* **Source document**:

────────

Opinion
A12-2272
08-05-2013
Joshua Hauble, Hauble Law, PLLC, Minneapolis, Minnesota (for respondent) Susan L. Segal, Minneapolis City Attorney, Sara J. Lathrop, Kristin R. Sarff, Assistant City Attorneys, Minneapolis, Minnesota (for appellants)
This opinion will be unpublished and
may not be cited except as provided by
Minn. Stat. § 480A.08, subd. 3 (2012).
Affirmed
Stauber, Judge
Hennepin County District Court
File No. 27CV1124159
Joshua Hauble, Hauble Law, PLLC, Minneapolis, Minnesota (for respondent) Susan L. Segal, Minneapolis City Attorney, Sara J. Lathrop, Kristin R. Sarff, Assistant City Attorneys, Minneapolis, Minnesota (for appellants)
Considered and decided by Stauber, Presiding Judge; Hudson, Judge; and Schellhas, Judge.
UNPUBLISHED OPINION
STAUBER , Judge
In this appeal from the district court's order denying appellants' motion for summary judgment, appellants argue that respondent's defamation claim is barred by absolute privilege. Because absolute privilege does not extend to statements made by respondent's supervisor in response to a background check for employment purposes, we affirm.
FACTS
Respondent, Travis Minke, was employed by appellant City of Minneapolis (the city) between October 2006 and December 2007 as a Community Service Officer (CSO). The CSO program is designed to prepare individuals to eventually become police officers. Appellant Sgt. Janice Callaway was respondent's supervisor.
In December 2007, respondent resigned from the CSO program after his conditional job offer with the Minneapolis Police Department was rescinded. The events leading up to respondent's resignation are facts in dispute. After separating from his employment with the city, respondent applied to work for other police departments. Respondent received a conditional job offer from the White Bear Lake Police Department (WBLPD). A background investigation was conducted, but Sgt. Callaway did not respond to a request for information regarding respondent.
Respondent also applied for a position with the Mounds View Police Department (MVPD). As part of a background investigation, respondent named Sgt. Callaway as the contact person regarding his prior employment with the city, and authorized her to release information about him. An MVPD investigator, Officer Kirk Leitch, interviewed Sgt. Callaway regarding respondent. During the interview, Sgt. Callaway made several statements that respondent asserts were defamatory, including "attacks on [respondent's] honesty, integrity, character, work ethic, and performance." Respondent contends that Sgt. Callaway's statements to Officer Leitch caused the MVPD not to hire respondent.

────────

* **Data block**:
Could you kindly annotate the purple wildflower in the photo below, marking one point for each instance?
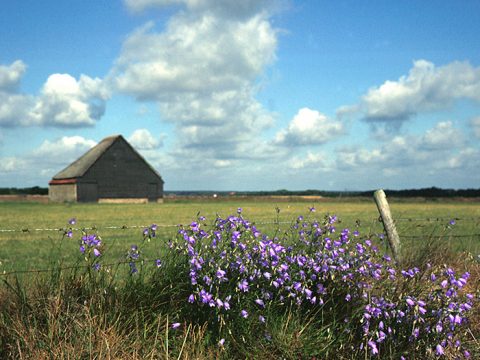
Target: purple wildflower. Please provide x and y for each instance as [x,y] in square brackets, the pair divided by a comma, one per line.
[439,350]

────────

* **Given problem 1**: According to the opinion, why does the court affirm the district court's order? Answer in one to three sentences.
* **Given problem 2**: Print the passage of the opinion starting at "In December 2007, respondent" and ending at "information regarding respondent.".
* **Given problem 3**: Give what follows the last sentence shown in the opinion on the Minke defamation appeal.
The data that comes after the opinion is separate material and not part of it.

* **Task result 1**: The court affirms because absolute privilege does not extend to statements made by respondent's supervisor in response to a background check for employment purposes. So appellants cannot use absolute privilege to bar respondent's defamation claim.

* **Task result 2**:
In December 2007, respondent resigned from the CSO program after his conditional job offer with the Minneapolis Police Department was rescinded. The events leading up to respondent's resignation are facts in dispute. After separating from his employment with the city, respondent applied to work for other police departments. Respondent received a conditional job offer from the White Bear Lake Police Department (WBLPD). A background investigation was conducted, but Sgt. Callaway did not respond to a request for information regarding respondent.

* **Task result 3**:
Respondent filed a complaint in district court against appellants, claiming that Sgt. Callaway's statements were defamatory and that she intentionally interfered with respondent's prospective economic advantage, and seeking compensatory damages. Appellants moved for summary judgment, and the district court granted appellants' motion with regard to the claim for intentional interference with prospective economic advantage, but denied the motion as to respondent's defamation claim. Regarding appellant's absolute privilege defense, the district court concluded that the privilege was inapplicable because Sgt. Callaway's job duties did not require her to provide recommendations for former employees as evidenced by her failure to respond to the WBLPD's request for information regarding respondent.
This appeal, on the limited issue of whether absolute privilege bars respondent's defamation lawsuit, followed.
Although the denial of a motion for summary judgment is ordinarily not directly appealable, an immunity-based motion for summary judgment is immediately appealable. Kastner v. Star Trails Ass'n, 646 N.W.2d 235, 240 (Minn. 2002).
DECISION
We review the question of absolute privilege de novo, and "need not defer to the district court's conclusions of law regarding the existence of absolute immunity." Bd. Of Regents of Univ. of Minn. v. Reid, 522 N.W.2d 344, 346 (Minn. App. 1994), review denied (Minn. Oct. 27, 1994).
We note that caselaw frequently uses the terms "privilege" and "immunity" interchangeably, even though "immunity is from suit, while privilege relates to liability." Carradine v. State, 511 N.W.2d 733, 738 (Minn. 1994) (Page, J., dissenting).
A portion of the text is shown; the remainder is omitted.